▸ SHORT PROBLEM: Do not include the pictures; repeat the rest of the data exactly.
╭──
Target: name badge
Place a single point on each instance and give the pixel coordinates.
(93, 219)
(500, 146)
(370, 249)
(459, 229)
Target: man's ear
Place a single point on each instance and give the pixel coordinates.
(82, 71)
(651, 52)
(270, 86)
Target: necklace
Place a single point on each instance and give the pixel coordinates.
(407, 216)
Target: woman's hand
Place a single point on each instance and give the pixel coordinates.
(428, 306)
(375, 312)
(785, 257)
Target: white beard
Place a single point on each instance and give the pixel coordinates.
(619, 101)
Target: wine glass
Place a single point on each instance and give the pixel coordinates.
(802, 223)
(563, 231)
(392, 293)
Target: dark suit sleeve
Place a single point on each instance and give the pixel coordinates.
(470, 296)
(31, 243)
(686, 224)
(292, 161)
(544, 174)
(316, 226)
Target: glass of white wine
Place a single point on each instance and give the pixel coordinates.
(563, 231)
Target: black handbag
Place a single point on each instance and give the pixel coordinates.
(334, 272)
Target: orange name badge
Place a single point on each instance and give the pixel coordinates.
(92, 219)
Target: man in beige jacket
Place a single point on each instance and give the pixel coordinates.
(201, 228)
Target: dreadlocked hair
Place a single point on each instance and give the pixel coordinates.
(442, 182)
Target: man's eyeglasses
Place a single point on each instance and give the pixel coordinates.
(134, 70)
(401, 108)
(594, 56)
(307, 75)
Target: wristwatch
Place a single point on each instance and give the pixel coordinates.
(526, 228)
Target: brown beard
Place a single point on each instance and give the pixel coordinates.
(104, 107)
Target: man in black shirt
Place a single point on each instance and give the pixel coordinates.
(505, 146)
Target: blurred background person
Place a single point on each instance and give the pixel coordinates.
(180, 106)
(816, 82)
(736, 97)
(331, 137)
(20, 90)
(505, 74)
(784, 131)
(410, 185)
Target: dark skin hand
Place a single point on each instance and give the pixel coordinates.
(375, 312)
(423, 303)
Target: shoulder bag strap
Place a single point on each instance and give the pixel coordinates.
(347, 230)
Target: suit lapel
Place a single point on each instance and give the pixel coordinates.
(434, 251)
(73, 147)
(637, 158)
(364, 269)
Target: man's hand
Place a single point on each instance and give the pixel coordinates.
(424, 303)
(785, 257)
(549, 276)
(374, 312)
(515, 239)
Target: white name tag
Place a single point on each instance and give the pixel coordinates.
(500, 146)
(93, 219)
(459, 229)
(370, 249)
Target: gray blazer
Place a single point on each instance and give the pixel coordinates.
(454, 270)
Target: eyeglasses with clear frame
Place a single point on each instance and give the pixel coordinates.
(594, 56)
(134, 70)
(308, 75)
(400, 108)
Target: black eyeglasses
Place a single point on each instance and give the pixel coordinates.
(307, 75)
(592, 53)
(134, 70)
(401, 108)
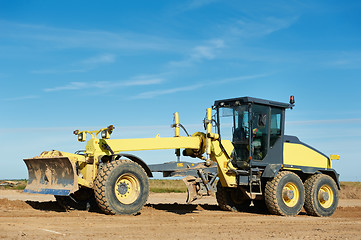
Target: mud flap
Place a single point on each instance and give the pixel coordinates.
(192, 193)
(55, 175)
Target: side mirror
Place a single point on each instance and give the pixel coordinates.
(262, 120)
(82, 137)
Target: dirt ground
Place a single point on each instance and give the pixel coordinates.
(166, 216)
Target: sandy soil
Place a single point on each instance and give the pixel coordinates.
(166, 216)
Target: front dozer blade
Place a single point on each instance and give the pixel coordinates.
(53, 175)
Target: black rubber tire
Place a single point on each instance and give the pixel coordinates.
(83, 199)
(231, 199)
(106, 180)
(313, 205)
(274, 194)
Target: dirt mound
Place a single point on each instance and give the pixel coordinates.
(350, 191)
(6, 204)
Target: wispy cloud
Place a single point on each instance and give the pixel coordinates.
(152, 94)
(193, 4)
(21, 98)
(345, 60)
(199, 53)
(136, 81)
(252, 28)
(105, 58)
(42, 36)
(325, 121)
(82, 65)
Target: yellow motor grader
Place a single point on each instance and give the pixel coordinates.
(257, 163)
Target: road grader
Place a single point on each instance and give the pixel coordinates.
(247, 160)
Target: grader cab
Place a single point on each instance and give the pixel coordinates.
(247, 160)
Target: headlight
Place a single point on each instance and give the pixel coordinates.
(80, 137)
(104, 134)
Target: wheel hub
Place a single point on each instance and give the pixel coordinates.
(288, 194)
(127, 188)
(122, 188)
(325, 196)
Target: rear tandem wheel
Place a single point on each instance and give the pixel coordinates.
(321, 195)
(285, 194)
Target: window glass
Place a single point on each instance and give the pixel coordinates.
(260, 123)
(275, 131)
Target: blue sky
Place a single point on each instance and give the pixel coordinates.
(67, 65)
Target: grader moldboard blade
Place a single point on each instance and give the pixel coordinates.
(51, 175)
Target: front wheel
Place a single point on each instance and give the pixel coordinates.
(285, 194)
(121, 187)
(321, 195)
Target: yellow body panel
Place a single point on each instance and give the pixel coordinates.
(157, 143)
(300, 155)
(227, 178)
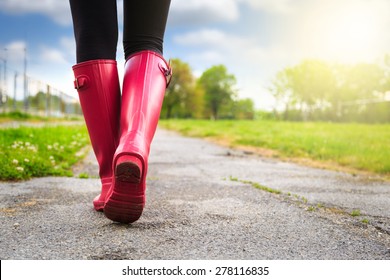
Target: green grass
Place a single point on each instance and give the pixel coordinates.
(27, 152)
(363, 147)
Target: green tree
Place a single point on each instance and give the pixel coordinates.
(181, 97)
(218, 85)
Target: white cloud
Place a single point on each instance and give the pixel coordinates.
(191, 12)
(57, 10)
(272, 6)
(50, 55)
(15, 52)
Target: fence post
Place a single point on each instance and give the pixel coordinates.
(15, 85)
(48, 101)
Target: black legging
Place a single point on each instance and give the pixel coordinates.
(95, 26)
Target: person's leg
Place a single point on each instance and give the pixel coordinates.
(145, 79)
(144, 23)
(95, 26)
(96, 80)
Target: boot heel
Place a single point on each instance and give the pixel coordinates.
(128, 169)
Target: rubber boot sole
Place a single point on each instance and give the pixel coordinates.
(127, 200)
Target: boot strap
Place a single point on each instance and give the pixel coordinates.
(80, 82)
(167, 72)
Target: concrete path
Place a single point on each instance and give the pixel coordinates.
(202, 203)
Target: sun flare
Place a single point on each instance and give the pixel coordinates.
(348, 31)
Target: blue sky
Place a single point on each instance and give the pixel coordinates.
(253, 38)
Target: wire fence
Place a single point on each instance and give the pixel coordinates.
(20, 92)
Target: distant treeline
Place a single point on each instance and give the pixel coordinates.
(213, 95)
(315, 90)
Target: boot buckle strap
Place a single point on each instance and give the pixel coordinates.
(167, 72)
(80, 82)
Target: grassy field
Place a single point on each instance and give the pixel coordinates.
(27, 152)
(363, 147)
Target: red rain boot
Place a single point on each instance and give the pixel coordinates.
(145, 79)
(97, 84)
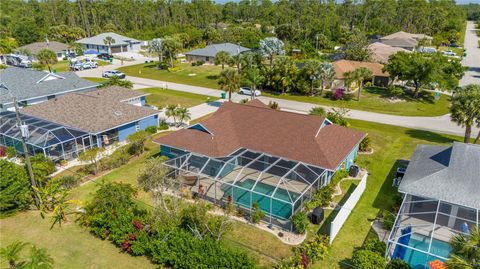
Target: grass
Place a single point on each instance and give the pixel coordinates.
(161, 98)
(205, 75)
(376, 99)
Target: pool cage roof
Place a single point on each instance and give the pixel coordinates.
(42, 133)
(433, 220)
(293, 177)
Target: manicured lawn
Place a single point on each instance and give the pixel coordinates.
(378, 100)
(204, 76)
(390, 144)
(70, 246)
(161, 98)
╰──
▸ FULL ANSWER:
Target: name badge
Place a single point on each instance and give the pixel coordinates.
(93, 219)
(500, 146)
(370, 249)
(459, 229)
Target: man's ear
Place a single point on each instance and give the pixel coordinates.
(82, 71)
(651, 52)
(270, 86)
Target: necklace
Place a single point on each instance and give the pixel coordinates.
(407, 216)
Target: woman's hand
Place a single point on each instance and give the pixel coordinates.
(428, 306)
(375, 312)
(785, 257)
Target: white beard
Place a single point on each instance and give the pixel coordinates.
(619, 101)
Target: wine glass
Place a single point on each instance and give the pixel coordinates.
(802, 223)
(563, 231)
(392, 293)
Target: dark suit sleeve
Place a single point on each instance and give the pixel coordinates.
(470, 296)
(31, 243)
(686, 224)
(292, 161)
(544, 174)
(316, 226)
Target: glass of white wine
Place a single point on each instance and give the pixel coordinates.
(563, 231)
Target: black handbag
Place a single point on each instance and give the pixel coordinates.
(334, 272)
Target: orange name badge
Place a single point on each instance and give the pixel coordinates.
(92, 219)
Target: man in beige jacket
Place a single point on each instance and give the pixel coordinates.
(201, 228)
Target: dreadlocked hair
Place a single point on each instance and give the pixel coordinates.
(442, 182)
Target: man's eyeglasses
Place a single point on each instance and give the pixel coordinates.
(134, 70)
(401, 108)
(594, 56)
(307, 75)
Target: wristwatch
Place a single point on each instance and give the pixel coordinates.
(526, 228)
Target: brown beard
Place a single point on each instance and give the pixel coordinates.
(104, 107)
Target: man in black shirt
Place a single point on each instance and give the pixel coordinates.
(505, 146)
Target: blurred background person
Place a single point on each instance and give the pixel coordinates.
(180, 106)
(816, 82)
(736, 97)
(331, 137)
(20, 90)
(505, 74)
(784, 131)
(410, 185)
Target: dark skin hand
Place a single point on each instance and give the pixel coordinates.
(375, 312)
(423, 303)
Target: shoulder bag strap
Place a single point on each instance and give the pixel coordinates.
(347, 230)
Target: suit lapel
Place a single point on each instance and give the pixel coordinates.
(434, 251)
(73, 147)
(637, 158)
(364, 269)
Target: man's hand
Place a single point on each instance and give the pixel coordinates.
(424, 303)
(785, 257)
(549, 276)
(374, 312)
(515, 239)
Target: white name tag
Place a single point on each instance and give the pixel coordinates.
(500, 146)
(93, 219)
(459, 229)
(370, 249)
Target: gray blazer
Place a single point on each instance and give the pixel coordinates.
(454, 270)
Target: eyeglasses with clear frame
Place a single point on each instance and give the pixel coordinates.
(594, 56)
(134, 70)
(308, 75)
(400, 108)
Target: black eyeglasses
Place a single point on each instance and give the pixel coordinates.
(307, 75)
(592, 53)
(134, 70)
(401, 108)
Target: mud flap
Place a single point on each instance and give the pixel coordinates.
(192, 193)
(55, 175)
Target: side mirror
Place a single point on each instance and give the pixel coordinates.
(262, 120)
(82, 137)
Target: dirt ground
Place a single point on each instance and give the pixel coordinates.
(166, 216)
Target: sandy soil
Place a single point on each instance and give the pixel coordinates.
(166, 216)
Target: front dozer blade
Place a single point on each instance and give the pixel coordinates.
(53, 175)
Target: black rubber tire
Place a single point on each instance and give the pixel coordinates.
(83, 199)
(231, 199)
(106, 180)
(313, 205)
(274, 194)
Target: dirt mound
Place a single point on each instance and give the pixel coordinates.
(350, 191)
(6, 204)
Target: wispy cloud
Place a single point on each instance and give the pixel coordinates.
(152, 94)
(193, 4)
(21, 98)
(345, 60)
(199, 53)
(136, 81)
(252, 28)
(105, 58)
(42, 36)
(325, 121)
(82, 65)
Target: yellow motor grader
Place a single point on each instance and give the pixel coordinates.
(257, 163)
Target: road grader
Place a single point on each instance and give the pixel coordinates.
(247, 160)
Target: grader cab
Place a single point on each instance and give the pixel coordinates.
(247, 160)
Target: headlight
Place a single point on each instance and give the pixel coordinates.
(80, 137)
(104, 134)
Target: wheel hub
Place a single point on each instance and give the pixel coordinates.
(288, 194)
(127, 188)
(122, 188)
(325, 196)
Target: rear tandem wheel
Place a single point on each instance and give the pixel coordinates.
(321, 195)
(285, 194)
Target: window glass
Place a single point on each instance and give the pixel coordinates.
(260, 123)
(275, 131)
Target: blue sky
Place a single point on each instance and give the pixel coordinates.
(67, 65)
Target: grader moldboard blade
Place a single point on each instance and give the pixel coordinates.
(51, 175)
Target: front wheel
Place a single point on each instance and give the pixel coordinates.
(285, 194)
(121, 187)
(321, 195)
Target: yellow body panel
Place a single point on each instance and give the pixel coordinates.
(157, 143)
(300, 155)
(227, 178)
Target: green grass
Place a single point on each instance and give the pixel coordinates.
(27, 152)
(363, 147)
Target: green tree
Place a single point on each instance and give the pixel coordinates.
(181, 97)
(218, 85)
Target: white cloud
Place a single point on each instance and give the pixel coordinates.
(191, 12)
(57, 10)
(272, 6)
(50, 55)
(15, 52)
Target: fence post
Place a single point on each instance and give the pixel coordinates.
(15, 85)
(48, 101)
Target: black legging
Place a single point on each instance and give the pixel coordinates.
(95, 26)
Target: person's leg
Place a single point on each instance and give the pixel coordinates.
(145, 79)
(144, 23)
(95, 26)
(96, 80)
Target: boot heel
Place a single point on each instance and give the pixel coordinates.
(128, 169)
Target: rubber boot sole
Place a single point on each instance and give the pixel coordinates.
(127, 200)
Target: boot strap
Place a single point on each instance and give the pixel coordinates.
(80, 82)
(167, 72)
Target: concrete path
Place a single point on each instance and give the pixel coordinates.
(202, 203)
Target: sun flare
Place a single point on each instance and give the pixel coordinates.
(348, 31)
Target: blue sky
Place a single point on each instance and give the pixel coordinates.
(253, 38)
Target: wire fence
Place a single point on each instance and give the pixel coordinates.
(20, 92)
Target: distant treeline
Place a single point on each instance and give the pixel coordinates.
(213, 95)
(315, 90)
Target: boot buckle strap
Place a single point on each instance and give the pixel coordinates.
(167, 72)
(80, 82)
Target: grassy field
Place a single point on each instance and give the pixel coordinates.
(27, 152)
(363, 147)
Target: red rain boot
Place a single point on each instance and give the pixel coordinates.
(145, 79)
(97, 84)
Target: grass
Place a single point on each instance and give the pixel coordinates.
(161, 98)
(205, 75)
(376, 99)
Target: pool cage roof
Place a single point on each instance and give the pixel coordinates.
(42, 133)
(433, 220)
(293, 177)
Target: manicured lawn
Place a single point on each instance and give the pixel coordinates.
(378, 100)
(204, 76)
(390, 144)
(70, 246)
(161, 98)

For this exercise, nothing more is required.